### Your instructions:
Below are some records. Return exactly the lines from the one containing "Target: embroidered logo patch" through the one containing "Mark every instance of the thumb", both included, and only those.

BEGIN

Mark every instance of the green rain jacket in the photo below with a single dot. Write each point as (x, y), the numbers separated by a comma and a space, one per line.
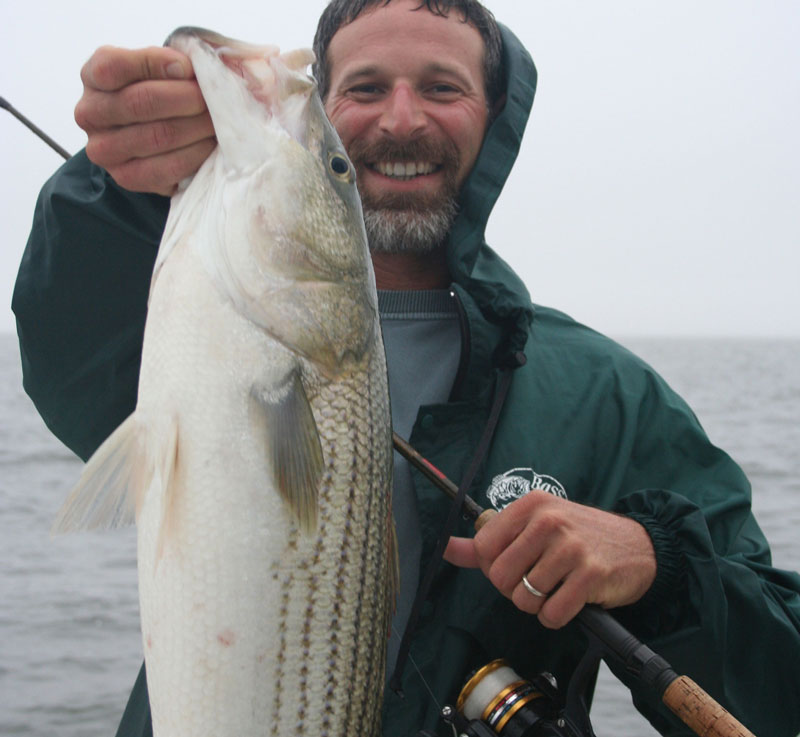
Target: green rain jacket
(582, 415)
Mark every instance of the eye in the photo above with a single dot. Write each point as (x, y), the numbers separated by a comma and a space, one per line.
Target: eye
(340, 166)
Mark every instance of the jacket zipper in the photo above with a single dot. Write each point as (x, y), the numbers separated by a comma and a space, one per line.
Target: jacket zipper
(463, 360)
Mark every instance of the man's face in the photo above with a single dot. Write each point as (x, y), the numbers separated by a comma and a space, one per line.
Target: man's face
(407, 99)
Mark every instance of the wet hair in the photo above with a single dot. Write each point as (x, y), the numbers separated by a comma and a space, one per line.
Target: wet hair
(339, 13)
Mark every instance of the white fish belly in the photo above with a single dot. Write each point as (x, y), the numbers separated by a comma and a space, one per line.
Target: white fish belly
(251, 627)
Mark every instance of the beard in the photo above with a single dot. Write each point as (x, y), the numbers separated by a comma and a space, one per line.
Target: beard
(408, 222)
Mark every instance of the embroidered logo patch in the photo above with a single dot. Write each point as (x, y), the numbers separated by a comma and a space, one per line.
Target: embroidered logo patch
(517, 482)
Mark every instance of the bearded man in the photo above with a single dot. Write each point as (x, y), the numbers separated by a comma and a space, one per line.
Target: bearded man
(431, 99)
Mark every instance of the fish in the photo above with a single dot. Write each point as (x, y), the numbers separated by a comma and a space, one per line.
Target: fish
(257, 462)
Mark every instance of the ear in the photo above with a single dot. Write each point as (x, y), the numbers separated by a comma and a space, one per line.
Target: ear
(498, 106)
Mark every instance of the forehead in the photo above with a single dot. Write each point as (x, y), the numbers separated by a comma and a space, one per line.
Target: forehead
(386, 35)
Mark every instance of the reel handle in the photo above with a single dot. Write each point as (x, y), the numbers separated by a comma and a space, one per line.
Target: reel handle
(692, 705)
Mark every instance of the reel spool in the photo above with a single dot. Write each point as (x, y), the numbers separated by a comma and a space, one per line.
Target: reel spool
(510, 705)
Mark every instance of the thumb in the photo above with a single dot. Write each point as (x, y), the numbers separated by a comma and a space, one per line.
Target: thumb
(460, 551)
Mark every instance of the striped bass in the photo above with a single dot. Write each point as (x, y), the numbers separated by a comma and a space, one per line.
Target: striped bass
(257, 463)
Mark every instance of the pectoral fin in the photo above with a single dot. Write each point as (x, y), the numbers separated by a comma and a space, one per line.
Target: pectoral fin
(294, 449)
(111, 484)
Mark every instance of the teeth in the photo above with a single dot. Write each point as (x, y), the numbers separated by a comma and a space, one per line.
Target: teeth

END

### Response to the exercise:
Target: embroidered logo patch
(517, 482)
Mark every instance of the bearded man in the photo above with a single dot. Write each point as (x, y), the numbers separated by a comma and a space, one per line.
Target: bearded man
(431, 99)
Mark every instance of the fish in the photo above with a single dot. Write each point as (x, y), the numbers separated by a comma and a space, one per line.
Target: fish
(257, 462)
Mark every instance of the ear in the photo above with a single dot. Write each point as (x, y), the numbers separated by a comma and a space, one per line.
Target: ear
(498, 106)
Mark every instance of the forehead in the photo above with a single dot. Write each point as (x, y), the numbers separated by a comma and a space, one per line.
Target: forehead
(386, 35)
Mark every instance of the reel handle in the photo above with a single dot. Write each point as (x, y), the numbers separated by a comma and a space, one per line.
Target: reel handle
(692, 705)
Mark every instance of the reel spool in the photo above with a single dot. Write each point as (x, y), the numbers separated by a comma and a space, one per line.
Target: reel spool
(510, 705)
Mark every instance of the thumb in the photo above with a single dot. Write each point as (x, y), the numbers separated by a comma and a space, one per line.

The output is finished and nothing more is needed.